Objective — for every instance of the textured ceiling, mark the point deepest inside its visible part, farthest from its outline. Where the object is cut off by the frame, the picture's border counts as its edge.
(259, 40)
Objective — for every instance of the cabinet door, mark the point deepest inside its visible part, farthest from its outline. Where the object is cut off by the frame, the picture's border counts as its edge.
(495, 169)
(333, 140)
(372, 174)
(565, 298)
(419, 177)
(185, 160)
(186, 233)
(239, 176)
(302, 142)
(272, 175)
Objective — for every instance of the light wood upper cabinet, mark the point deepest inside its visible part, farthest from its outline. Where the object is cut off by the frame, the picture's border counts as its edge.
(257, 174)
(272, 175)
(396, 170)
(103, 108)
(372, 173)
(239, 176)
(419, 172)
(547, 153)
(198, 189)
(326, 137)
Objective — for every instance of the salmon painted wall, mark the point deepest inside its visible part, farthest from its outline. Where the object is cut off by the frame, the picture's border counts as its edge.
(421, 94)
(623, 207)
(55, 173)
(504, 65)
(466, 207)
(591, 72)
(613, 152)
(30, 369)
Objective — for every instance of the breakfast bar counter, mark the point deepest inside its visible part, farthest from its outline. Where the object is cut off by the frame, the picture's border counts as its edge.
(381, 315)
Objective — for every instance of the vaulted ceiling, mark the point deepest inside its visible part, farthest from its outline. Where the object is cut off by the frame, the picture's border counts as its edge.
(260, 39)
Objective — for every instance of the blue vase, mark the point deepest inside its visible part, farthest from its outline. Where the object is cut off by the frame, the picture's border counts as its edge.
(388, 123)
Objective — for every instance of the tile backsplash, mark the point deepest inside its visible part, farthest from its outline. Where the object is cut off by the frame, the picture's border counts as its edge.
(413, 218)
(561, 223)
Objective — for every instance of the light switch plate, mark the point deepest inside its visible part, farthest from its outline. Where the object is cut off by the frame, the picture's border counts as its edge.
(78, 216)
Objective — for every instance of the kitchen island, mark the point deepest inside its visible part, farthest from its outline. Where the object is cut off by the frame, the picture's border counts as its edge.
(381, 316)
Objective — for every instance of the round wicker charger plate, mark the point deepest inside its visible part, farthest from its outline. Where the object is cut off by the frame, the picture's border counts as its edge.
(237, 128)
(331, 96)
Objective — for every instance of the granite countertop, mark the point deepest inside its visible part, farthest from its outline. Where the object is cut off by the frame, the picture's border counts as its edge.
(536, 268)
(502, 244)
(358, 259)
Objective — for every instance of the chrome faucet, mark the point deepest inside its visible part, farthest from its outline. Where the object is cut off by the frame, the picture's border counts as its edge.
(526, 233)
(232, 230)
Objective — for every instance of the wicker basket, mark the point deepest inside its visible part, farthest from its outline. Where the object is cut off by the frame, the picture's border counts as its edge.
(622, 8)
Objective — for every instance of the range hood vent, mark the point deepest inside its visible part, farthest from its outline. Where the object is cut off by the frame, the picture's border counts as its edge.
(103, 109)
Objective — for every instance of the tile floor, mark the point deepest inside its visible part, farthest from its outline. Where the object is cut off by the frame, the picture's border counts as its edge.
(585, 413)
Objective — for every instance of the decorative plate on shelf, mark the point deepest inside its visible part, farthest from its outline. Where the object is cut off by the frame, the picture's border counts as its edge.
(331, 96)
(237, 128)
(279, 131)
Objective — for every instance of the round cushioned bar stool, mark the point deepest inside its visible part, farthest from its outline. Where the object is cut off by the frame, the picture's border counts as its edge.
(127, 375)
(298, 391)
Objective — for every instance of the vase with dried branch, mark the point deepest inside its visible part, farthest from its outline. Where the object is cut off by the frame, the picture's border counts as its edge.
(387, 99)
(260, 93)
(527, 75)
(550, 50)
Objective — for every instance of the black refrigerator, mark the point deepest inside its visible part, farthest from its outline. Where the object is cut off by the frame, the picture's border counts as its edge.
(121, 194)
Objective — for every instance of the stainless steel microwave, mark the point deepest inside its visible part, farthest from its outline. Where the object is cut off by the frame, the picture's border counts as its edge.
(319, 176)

## Goal of the exercise
Restate the material above exactly, leaving nothing out.

## Answer for the task
Objective — for every instance of the textured ceiling, mark the point deepest inside its visible part, farthest from its outline. Where the object is cut off by the frame, the picture's border counts as its edge.
(259, 40)
Objective — for every instance of the cabinet door, mark the point deepest inside its visible part, farthest from its outline. Where the object is cut off by the frame, the picture's border counts as its edge.
(495, 169)
(333, 140)
(372, 174)
(565, 298)
(419, 177)
(185, 160)
(186, 233)
(239, 176)
(302, 142)
(272, 175)
Objective — for every instance of the light wood upper cabinet, mark the point deepest inside its visible part, farthest from its outline. Where the object is cut off by the frame, the picture's border counts as its edge.
(257, 174)
(272, 175)
(396, 170)
(103, 108)
(372, 173)
(239, 176)
(419, 172)
(547, 153)
(198, 189)
(326, 137)
Objective — for every instance of the salmon painted wall, mark the point deepest inside its visible part, farthest from its outline. Where the object is cut off by the frame, the picture's border counts as its edge.
(421, 94)
(623, 207)
(55, 173)
(504, 65)
(466, 207)
(591, 72)
(613, 152)
(30, 369)
Objective — for every instance of the breakfast bar counter, mark the point deepest inside its visible part, farthest from its outline. Where the object is cut off by the frame, the picture's border counts as its edge.
(381, 315)
Objective — for every instance of the vaulted ceiling, mark the point deepest inside its visible part, farthest from its outline. Where the object is cut off by the frame, the picture's border counts as its edge.
(260, 39)
Objective — for every instance of the blue vase, mark the point deepest inside its visible part, farthest from its outline. Where the object is cut off by the frame, the picture's border counts as its edge.
(388, 123)
Objective — for every instance of the tile backsplash, mark the point deepest inside its visible part, farthest from its outline. Where the object is cut off by the frame, the picture's border counts as its edge.
(413, 218)
(561, 223)
Objective — for every instance of the light switch plate, mark the point deepest inside its visible part, farthest from its outline. Where the object is cut off by the frame, the picture's border counts as its edge.
(78, 216)
Objective — for every instance of the kitchen island, mark the point deepest inside its visible part, farthest from its outline. Where the object is cut off by the frame, the picture's border counts as its edge.
(381, 316)
Objective — for every instance of the round wicker charger plate, mark the point deepest inside its visible part, farthest from its outline. Where the object is cut off by the frame, the picture's border counts as its edge.
(237, 128)
(331, 96)
Objective — for every instance of the granite countertop, mark the point deepest inside its visible part, farthest from its outline. Where the object is cut off by the frame, the picture's border counts as its edge.
(536, 268)
(502, 244)
(358, 259)
Objective — for every instance of the chrome faucet, mark the point deepest inside its visible part, farthest from its outline. Where the object is cut off by the frame, the picture's border counts as its edge.
(526, 233)
(232, 230)
Objective — for every instance of the wicker basket, mark the point deepest inside its visible part, farthest from its outline. Where the object is cut off by the frame, the picture's border counts as its edge.
(622, 8)
Objective — for every instance of the range hood vent, mark the point deepest inside its visible part, farthest from its outline. Where the object is cut off by the frame, the picture's border counts as its edge.
(103, 109)
Objective — for every instance of the tile floor, mark the point deepest inside its visible part, farthest from its outline. Where the object is cut off by the frame, the picture's border counts as its edge.
(585, 413)
Objective — for every instance of the decorative plate on shelf, mark the point deepest inside its visible part, farthest from its outline. Where the object is cut off by the frame, the picture's border counts as its edge.
(331, 96)
(237, 128)
(279, 131)
Objective — for every instance of the round cushioned bar stool, mark the point deepest inside its visible part, farthest from its outline. Where the object is cut off by the frame, the picture's border counts as its edge.
(127, 375)
(298, 391)
Objective — for every instance of the vase with dried branch, mark the point deepest inside its visible part, farthest from its outline. Where the object is cut off by the frame, the picture's border counts as its edge.
(387, 99)
(260, 93)
(527, 75)
(550, 50)
Objective — for every instance of the black refrigerator, mark the point deepest inside its visible part, farthest from its outline. Where the object is cut off by the frame, the picture's border counts as its edge.
(121, 194)
Objective — for every instance of the stainless steel microwave, mark the point deepest inside its visible part, farthest from its outline. Where the object is cut off by the frame, the picture's border counts as its edge.
(319, 176)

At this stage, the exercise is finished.